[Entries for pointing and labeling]
* begin *

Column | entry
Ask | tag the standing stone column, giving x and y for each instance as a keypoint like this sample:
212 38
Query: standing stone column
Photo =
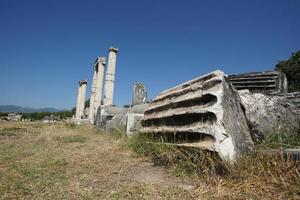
92 97
97 87
110 76
80 100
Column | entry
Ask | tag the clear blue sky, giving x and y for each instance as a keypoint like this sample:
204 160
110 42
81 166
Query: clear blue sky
47 46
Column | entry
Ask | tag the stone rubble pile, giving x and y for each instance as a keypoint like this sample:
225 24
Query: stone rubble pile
227 114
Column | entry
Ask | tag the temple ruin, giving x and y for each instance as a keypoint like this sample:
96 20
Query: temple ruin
96 88
227 114
263 82
110 76
80 100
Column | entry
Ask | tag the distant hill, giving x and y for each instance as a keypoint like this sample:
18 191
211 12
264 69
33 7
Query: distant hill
19 109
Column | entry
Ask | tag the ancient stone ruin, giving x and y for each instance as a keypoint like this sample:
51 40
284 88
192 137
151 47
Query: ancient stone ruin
227 114
203 113
263 82
96 88
80 100
139 94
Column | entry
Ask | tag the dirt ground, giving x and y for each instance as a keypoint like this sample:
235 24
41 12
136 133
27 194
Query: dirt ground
60 161
41 161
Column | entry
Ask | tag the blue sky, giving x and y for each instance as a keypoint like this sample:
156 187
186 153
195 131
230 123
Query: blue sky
47 46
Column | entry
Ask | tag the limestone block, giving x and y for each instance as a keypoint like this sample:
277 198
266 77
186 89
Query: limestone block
133 123
263 82
139 94
117 122
204 113
139 109
270 113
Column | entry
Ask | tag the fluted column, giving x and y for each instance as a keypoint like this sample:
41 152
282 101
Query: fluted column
97 88
110 76
80 99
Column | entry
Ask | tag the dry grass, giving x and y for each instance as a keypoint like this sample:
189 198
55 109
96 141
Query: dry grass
39 161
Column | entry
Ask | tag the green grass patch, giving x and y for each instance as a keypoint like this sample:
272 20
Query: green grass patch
71 139
283 139
15 131
183 160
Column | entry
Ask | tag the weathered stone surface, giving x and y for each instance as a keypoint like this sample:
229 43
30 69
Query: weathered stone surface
264 82
96 88
127 119
117 122
269 113
80 100
139 94
110 77
203 113
133 123
106 113
294 97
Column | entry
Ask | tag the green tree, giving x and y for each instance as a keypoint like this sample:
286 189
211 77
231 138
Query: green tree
291 68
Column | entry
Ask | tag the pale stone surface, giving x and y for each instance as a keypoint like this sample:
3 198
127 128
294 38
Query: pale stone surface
270 113
139 94
203 113
96 89
263 82
80 100
110 76
126 119
133 123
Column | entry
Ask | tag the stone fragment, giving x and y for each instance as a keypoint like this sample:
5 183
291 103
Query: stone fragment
110 77
96 88
204 113
139 94
263 82
80 100
270 113
133 123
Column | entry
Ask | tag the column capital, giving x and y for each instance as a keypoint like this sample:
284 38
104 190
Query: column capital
101 60
82 82
113 49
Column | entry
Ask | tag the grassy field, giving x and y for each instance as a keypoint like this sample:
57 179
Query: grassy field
59 161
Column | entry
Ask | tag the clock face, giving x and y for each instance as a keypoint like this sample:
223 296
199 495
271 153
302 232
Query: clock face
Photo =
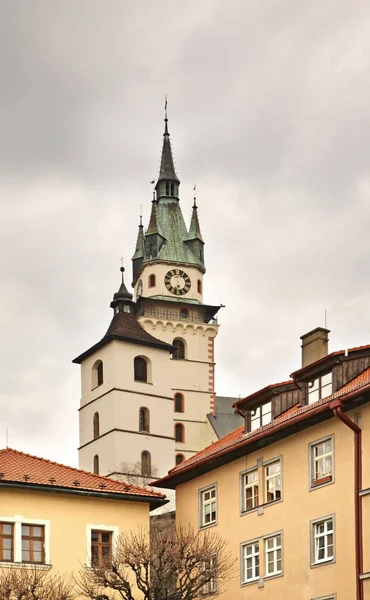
177 282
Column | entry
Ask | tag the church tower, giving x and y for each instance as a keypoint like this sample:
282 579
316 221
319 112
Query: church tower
148 385
168 277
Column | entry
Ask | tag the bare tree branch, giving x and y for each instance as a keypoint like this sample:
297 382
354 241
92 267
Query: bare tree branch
165 563
26 583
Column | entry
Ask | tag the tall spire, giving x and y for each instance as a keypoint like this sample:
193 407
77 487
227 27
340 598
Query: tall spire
122 300
167 169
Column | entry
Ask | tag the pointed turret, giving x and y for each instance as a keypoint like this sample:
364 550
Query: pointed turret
139 253
168 182
122 300
194 239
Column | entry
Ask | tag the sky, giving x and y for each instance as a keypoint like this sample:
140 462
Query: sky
269 116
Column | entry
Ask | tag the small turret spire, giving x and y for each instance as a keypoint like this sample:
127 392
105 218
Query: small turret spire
122 300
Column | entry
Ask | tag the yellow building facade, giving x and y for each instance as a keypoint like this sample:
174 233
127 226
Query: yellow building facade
57 517
284 491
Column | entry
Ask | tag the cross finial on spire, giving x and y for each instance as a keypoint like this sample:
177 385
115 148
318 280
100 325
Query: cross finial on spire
165 116
122 269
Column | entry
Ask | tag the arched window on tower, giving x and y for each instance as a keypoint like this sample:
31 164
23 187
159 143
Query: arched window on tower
144 419
179 352
179 458
140 369
96 426
179 403
146 464
96 464
179 432
184 313
97 374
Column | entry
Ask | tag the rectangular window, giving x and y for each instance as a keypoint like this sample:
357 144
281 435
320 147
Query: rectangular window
321 462
210 568
322 541
261 415
101 547
33 540
208 506
273 555
273 481
250 490
251 562
320 388
6 542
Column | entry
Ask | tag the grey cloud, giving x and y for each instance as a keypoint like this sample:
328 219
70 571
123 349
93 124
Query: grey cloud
268 106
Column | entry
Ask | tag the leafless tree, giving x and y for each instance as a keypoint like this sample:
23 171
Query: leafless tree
168 564
132 473
34 584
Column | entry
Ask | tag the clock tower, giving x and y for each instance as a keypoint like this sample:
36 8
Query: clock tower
168 277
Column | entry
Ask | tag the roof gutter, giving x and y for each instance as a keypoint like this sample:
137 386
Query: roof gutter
337 409
154 502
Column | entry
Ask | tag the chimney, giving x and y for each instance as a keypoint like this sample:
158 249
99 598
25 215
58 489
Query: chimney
315 345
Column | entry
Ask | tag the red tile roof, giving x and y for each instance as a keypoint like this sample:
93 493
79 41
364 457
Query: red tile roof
238 438
18 467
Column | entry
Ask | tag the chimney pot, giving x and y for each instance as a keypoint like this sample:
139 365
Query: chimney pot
315 345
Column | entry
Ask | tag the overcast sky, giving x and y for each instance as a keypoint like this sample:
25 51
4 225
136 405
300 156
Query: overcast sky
269 116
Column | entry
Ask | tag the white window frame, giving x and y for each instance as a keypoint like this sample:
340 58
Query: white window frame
245 486
313 483
272 477
315 537
245 557
203 503
17 521
274 551
113 529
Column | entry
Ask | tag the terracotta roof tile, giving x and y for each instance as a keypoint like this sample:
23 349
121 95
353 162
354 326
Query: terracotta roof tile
24 468
238 437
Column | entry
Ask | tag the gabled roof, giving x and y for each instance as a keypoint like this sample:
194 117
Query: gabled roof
237 441
18 469
125 327
266 392
300 373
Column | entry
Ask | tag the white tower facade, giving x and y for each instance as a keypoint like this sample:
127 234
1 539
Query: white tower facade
148 387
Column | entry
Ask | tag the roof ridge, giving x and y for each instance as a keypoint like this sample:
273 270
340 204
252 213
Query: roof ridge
95 475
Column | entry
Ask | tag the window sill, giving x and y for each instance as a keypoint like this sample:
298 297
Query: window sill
272 575
22 565
250 581
202 527
263 506
322 563
321 482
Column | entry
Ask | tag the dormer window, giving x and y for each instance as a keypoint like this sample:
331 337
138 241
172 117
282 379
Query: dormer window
261 415
320 388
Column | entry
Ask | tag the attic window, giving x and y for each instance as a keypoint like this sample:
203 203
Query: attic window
320 388
260 416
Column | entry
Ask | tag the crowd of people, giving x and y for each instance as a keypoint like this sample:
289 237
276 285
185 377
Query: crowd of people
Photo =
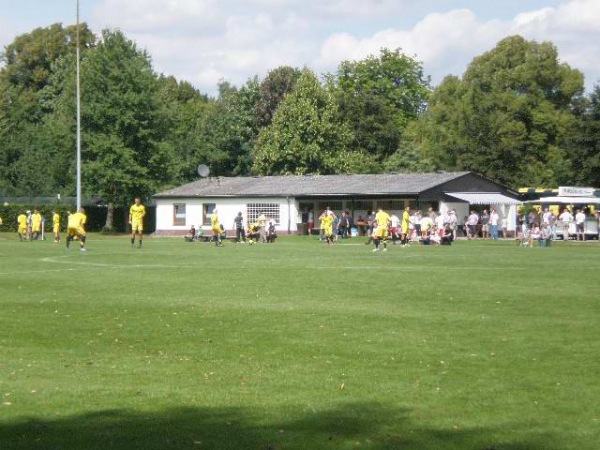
543 227
262 230
381 227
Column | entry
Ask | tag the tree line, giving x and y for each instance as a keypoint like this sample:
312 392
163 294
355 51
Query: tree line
517 115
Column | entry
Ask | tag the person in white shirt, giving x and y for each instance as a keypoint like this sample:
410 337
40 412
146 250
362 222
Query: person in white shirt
472 222
494 220
565 219
580 225
453 221
395 228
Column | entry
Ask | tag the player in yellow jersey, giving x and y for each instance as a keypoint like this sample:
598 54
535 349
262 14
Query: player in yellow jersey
75 227
36 224
22 226
327 219
137 212
405 235
215 225
380 233
56 226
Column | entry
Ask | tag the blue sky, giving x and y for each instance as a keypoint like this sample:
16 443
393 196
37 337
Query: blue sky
204 41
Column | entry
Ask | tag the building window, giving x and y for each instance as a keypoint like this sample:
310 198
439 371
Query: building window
179 214
271 210
390 205
207 210
335 205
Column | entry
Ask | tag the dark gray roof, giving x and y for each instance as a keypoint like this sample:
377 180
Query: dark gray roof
313 185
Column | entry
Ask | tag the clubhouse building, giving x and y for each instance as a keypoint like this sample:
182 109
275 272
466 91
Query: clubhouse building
289 200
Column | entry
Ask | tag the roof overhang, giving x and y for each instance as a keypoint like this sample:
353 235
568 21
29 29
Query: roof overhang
484 198
567 200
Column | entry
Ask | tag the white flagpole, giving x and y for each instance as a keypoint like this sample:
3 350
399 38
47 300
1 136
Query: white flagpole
78 179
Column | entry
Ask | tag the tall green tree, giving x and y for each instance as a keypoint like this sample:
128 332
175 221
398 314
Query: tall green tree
306 134
228 129
27 156
184 106
379 97
123 151
585 149
508 117
276 85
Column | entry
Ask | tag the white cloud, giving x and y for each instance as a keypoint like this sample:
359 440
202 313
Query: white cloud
204 41
447 42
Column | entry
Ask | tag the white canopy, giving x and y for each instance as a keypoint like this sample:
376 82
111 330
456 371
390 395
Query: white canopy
570 200
484 198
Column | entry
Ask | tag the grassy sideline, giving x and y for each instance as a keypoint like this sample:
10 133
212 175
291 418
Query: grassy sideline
295 345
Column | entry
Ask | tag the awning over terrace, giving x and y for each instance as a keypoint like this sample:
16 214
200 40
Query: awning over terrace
567 200
484 198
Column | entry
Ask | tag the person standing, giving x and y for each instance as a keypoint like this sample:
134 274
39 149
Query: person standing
22 226
394 227
485 225
343 225
405 227
215 226
369 230
240 233
580 225
137 212
36 224
310 223
472 222
261 220
56 226
327 225
453 222
380 234
76 228
565 219
494 220
29 225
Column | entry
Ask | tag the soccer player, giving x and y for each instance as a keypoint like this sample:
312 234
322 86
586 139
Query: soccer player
22 226
36 224
215 225
405 236
327 219
56 226
381 231
75 227
137 212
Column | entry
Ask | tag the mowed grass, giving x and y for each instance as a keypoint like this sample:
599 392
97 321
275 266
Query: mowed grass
296 345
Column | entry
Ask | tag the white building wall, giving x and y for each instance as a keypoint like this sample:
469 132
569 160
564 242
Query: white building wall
227 208
463 209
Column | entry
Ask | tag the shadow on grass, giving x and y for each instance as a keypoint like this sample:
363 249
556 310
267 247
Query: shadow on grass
350 426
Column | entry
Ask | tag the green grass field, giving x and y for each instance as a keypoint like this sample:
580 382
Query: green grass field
296 345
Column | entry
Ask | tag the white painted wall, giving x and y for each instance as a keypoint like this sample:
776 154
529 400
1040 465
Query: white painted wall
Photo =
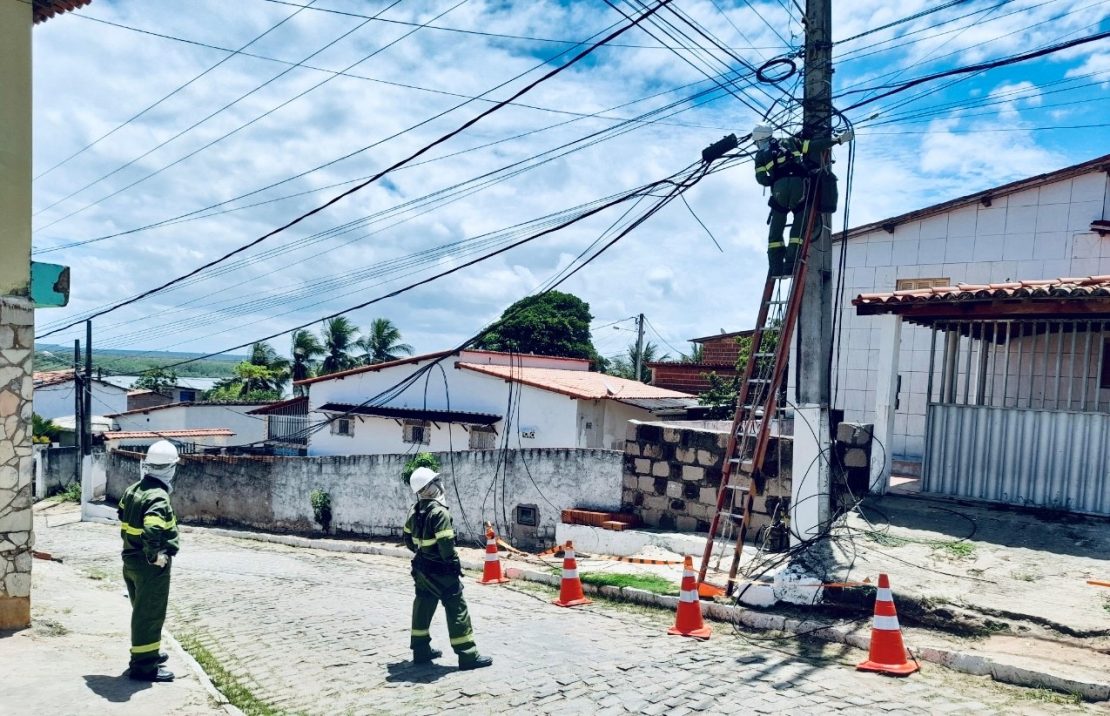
1037 233
554 420
248 429
57 401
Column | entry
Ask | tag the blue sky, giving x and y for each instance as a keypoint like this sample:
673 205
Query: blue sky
929 143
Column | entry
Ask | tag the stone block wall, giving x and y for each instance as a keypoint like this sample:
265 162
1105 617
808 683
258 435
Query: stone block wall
672 474
17 342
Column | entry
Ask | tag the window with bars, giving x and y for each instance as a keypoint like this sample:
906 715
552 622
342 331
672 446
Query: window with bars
483 437
917 284
416 431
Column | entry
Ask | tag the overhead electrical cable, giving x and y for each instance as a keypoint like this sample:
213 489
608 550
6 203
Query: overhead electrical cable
173 92
396 164
211 143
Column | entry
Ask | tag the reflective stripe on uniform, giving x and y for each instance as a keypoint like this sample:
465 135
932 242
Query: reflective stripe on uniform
465 638
153 521
886 623
145 647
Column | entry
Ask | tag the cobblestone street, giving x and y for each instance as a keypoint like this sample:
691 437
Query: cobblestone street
322 633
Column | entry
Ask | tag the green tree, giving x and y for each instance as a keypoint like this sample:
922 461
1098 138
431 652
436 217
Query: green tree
44 431
305 351
264 355
250 382
552 323
382 343
339 338
625 365
158 380
696 354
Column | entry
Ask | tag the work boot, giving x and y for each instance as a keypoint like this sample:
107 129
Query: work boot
425 657
791 255
159 675
477 662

* end *

Which lines in the entries above contain the string "pointed"? Report each one in full, matching case exactly.

◆ SOLUTION TO THE EXERCISE ◆
Ask | tag the pointed turret, giving x and y for each instance as a keypoint like this sample:
Query: pointed turret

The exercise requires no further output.